COMPITO RICHIESTO:
Prosegui il brano sulla sinistra italiana e l'organizzazione del potere nella Costituzione, riprendendo subito dopo la sua ultima frase.

ESTRATTO DELLA FONTE:
┄┄┄┄┄┄┄┄┄┄
La seconda è priva di potere reale a interferire con la “gestione dei servizi locali” e ferma ancor più “l’immunità” della produzione dei “beni” nella foga, suddivisa tra centrosinistra e centrodestra, delle liberalizzazioni e/o delle privatizzazioni sotto le cabine di comando politico istituzionali introdotte contro il modello della Costituzione democratico-sociale del 1948 e sotto i nuovi vessilli di una “democrazia costituzionale”, importata da culture liberal-democratiche. Nel suo nome le “leggi” sono imposte dal- l’alto, sia in sede nazionale (uninominali o maggioritarie imperniate su “proporzionali miste”!?), sia in sede decentrata (“presidenzialismo” comunale, provinciale, regionale), a seguito del revirement ideologico dei gruppi del centrosinistra, poi seguiti dal centrodestra (che ha “inventato” la legge elettorale nazionale vigente dal modello “toscano” di centro-sinistra).

Il Pci si batteva sul terreno della democratizzazione in una prospettiva di socializzazione della vita collettiva, e quindi dei poteri che la condizionano quale fonte reale e non astratta dei diritti individuali

IL NODO DELL’ORGANIZZAZIONE DEL POTERE

A fronte di questo
flash sul passaggio dagli anni ’80 ad oggi, rivela tutta la sua inaccettabile inconsistenza – a latere del centrosinistra già inquinato da ambiguità ideologiche che lo rappresentano come l’altra faccia (imbellettata?) del “berlusconismo” – la configurazione di una “sinistra” lamentevole (con più o meno accenti difensivistici) di un capitalismo dilagante anche nel dilaniare la “soggettività” del lavoratore nelle forme del precariato, sul presupposto di violare gli artt. 39 e 40 della Costituzione che danno forza all’art. 41 relativo alle “finalità sociali” della produzione di beni.

Ma questa “sinistra”, al contempo, è sempre più propensa a sostituire alla lotta per il socialismo internazionale il “libertarismo”. Se con ciò evidenzia la dimensione sempre più incontenibile dei guasti del capitalismo a danno dei “deboli”, che è giunto sino al punto di invadere e distruggere i più riposti bisogni dell’umanità ormai apparentemente senza classi, la “sinistra” è però ben lungi dall’additare quali contraddizioni reali ostacolino la trasformazione dei diritti – rivendicati nell’inquinamento teorico con il radicalismo individualista e antisociale – con istituti formalizzati da un diritto che, frattanto, preclude, con la sua organizzazione del potere, che trovino garanzie sostanziali, cioè legislative, gli immigrati (soprattutto lavoratori concorrenti con quelli italiani), gli aspiranti a conquistare la famiglia di fatto, l’eutanasia, la maternità assistita, l’equiparazione dei sessi sotto i più comprensivi aspetti del rapporto uomo-donna. A tutti questi soggetti non rimane che rifugiarsi nell’esito delle controversie “giudiziarie”, a seguito della concezione dominante della “democrazia classica” – ma non accolta nel testo della Costituzione italiana – secondo cui il “costituzionalismo” si conchiude nei termini di un astorico “Stato di diritto” imperniato sui rapporti tra la “legalità” e la “giurisdizione”, cioè tra la “forma” della legge e la “forma” delle sue “garanzie”, nella “separazione dei poteri” risalente alle rivoluzioni americana e francese.
┄┄┄┄┄┄┄┄┄┄
MATERIALE PRESENTATO:
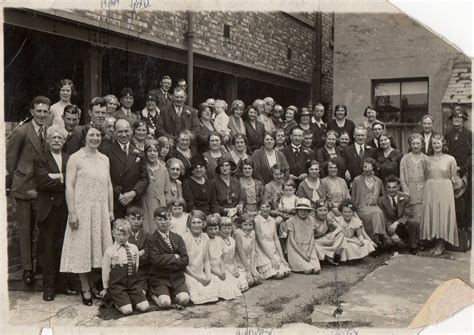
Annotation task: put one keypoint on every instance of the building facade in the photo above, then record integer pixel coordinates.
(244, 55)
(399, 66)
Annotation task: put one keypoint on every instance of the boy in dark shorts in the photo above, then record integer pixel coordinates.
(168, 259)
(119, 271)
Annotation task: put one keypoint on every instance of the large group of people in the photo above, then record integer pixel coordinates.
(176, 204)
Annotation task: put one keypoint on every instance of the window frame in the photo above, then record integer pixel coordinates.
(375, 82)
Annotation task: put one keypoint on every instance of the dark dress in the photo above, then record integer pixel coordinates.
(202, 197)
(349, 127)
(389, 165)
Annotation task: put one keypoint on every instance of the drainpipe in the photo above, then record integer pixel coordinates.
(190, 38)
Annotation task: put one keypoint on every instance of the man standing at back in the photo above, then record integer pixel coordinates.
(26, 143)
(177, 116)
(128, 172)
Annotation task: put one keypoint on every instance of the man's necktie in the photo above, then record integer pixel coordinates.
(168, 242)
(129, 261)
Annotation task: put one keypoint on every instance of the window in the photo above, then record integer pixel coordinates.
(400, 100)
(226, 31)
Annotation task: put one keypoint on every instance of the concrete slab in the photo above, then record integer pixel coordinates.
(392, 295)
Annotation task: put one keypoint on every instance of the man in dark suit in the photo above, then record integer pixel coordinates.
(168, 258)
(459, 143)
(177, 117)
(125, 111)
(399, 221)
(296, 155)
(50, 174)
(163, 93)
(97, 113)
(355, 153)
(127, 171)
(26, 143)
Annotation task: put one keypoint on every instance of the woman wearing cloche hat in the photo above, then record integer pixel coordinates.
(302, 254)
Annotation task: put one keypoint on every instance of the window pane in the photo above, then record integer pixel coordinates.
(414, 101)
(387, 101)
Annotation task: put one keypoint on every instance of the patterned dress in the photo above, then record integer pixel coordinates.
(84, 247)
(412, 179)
┄┄┄┄┄┄┄┄┄┄
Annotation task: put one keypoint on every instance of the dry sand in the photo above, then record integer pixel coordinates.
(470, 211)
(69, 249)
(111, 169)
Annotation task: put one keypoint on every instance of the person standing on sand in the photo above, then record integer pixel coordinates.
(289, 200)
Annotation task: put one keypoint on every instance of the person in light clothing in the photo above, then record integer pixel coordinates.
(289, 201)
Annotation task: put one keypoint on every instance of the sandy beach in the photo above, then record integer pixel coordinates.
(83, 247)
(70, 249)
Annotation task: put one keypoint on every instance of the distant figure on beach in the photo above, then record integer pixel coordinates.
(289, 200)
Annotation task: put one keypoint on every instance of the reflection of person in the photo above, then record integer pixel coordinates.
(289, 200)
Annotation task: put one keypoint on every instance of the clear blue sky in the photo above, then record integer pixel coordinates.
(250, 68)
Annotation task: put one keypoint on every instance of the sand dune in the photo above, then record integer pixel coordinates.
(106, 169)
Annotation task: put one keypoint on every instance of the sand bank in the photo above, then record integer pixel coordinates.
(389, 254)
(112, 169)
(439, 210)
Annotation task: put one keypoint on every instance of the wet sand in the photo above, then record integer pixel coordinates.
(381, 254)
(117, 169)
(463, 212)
┄┄┄┄┄┄┄┄┄┄
RISULTATO ATTESO:
FUORVIANTE SEPARAZIONE TRA PRODUTTORE E CONSUMATORE

Il punto critico che stiamo vivendo ovunque nel mondo (il 2% vive in agiatezza, contro il resto del 98%, lo dicono sociologi ed economisti
à la page) va nuovamente contro l’assurdità di una dicotomia, voluta dalle classi dominanti, circa l’appartenenza a due sfere della conoscenza, ma ora subita/condivisa con varia incidenza fra i gruppi dirigenti politici e sindacali di “sinistra” non più “rivoluzionaria”:

l’una attinente ad un mondo della produzione gestita dalle imprese transnazionali con la pretesa di attrarre nell’orbita della tecnologia anche la produzione dei servizi oltre che dei beni, privatizzando uno Stato che si era dato per estinto;

l’altra, circoscritta al mondo variegato e disorganizzato di “consumatori/utenti”, sul presupposto che le tutele, imperniate vieppiù sul ruolo dell’Europa “comunitaria” con riguardo ai consumatori non contrastino in modo diretto le strategie di profitto dell’imprese.

UNIFICARE TUTTO IL LAVORO

Sicché le concentrazioni delle imprese inquadrabili nella “libertà del mercato e della concorrenza” determinano squilibri ai danni dei consumatori proprio perché si è abbandonata la concezione critica dell’economia politica basata sull’
indivisibilità della condizione di vita del lavoratore e del cittadino, nella varietà – riunificabile, o scindibile nella lotta per l’egemonia – delle forme di “organizzazione del lavoro” e quindi di una società nazionale/internazionale nella quale la produzione di beni e di servizi va inquadrata in una “programmazione socio-economica” dello sviluppo, tanto più se questo appare aver raggiunto limiti proprio nella “crescita”, e tenuto conto che la crisi del capitalismo è ora accentuata proprio dal ruolo acquisito dalla scienza tecnologica. Con la conseguenza non già di legittimare la “neutralità” del sindacato, ma, al contrario, la sua insostituibilità – in convergenza con la ricostituzione del partito comunista italiano – nella indifferibile strategia non solo difensiva, ma di lotta, per collegare fra loro le categorie tradizionali e nuove di lavoro tutto dipendente, contro i corporativismi che il dilatarsi della “sfera produttiva” provoca.

E per comprendere finalmente che l’unità dei comunisti è investita oggi dal compito di riunificare operai, tecnici e intellettuali coinvolti – nell’ambito della transnazionalità delle grandi imprese, ma anche delle medie e piccole imprese – in una prospettiva che riqualifichi la coscienza di classe dei ceti subalterni.

La Costituzione ha sostituito alla democrazia procedurale anglosassone, imperniata sull’immunità del potere economico-finanziario e sul generico garantismo dei diritti già consolidati a favore dei ceti alti e a detrimento delle classi subalterne, una “democrazia partecipativa”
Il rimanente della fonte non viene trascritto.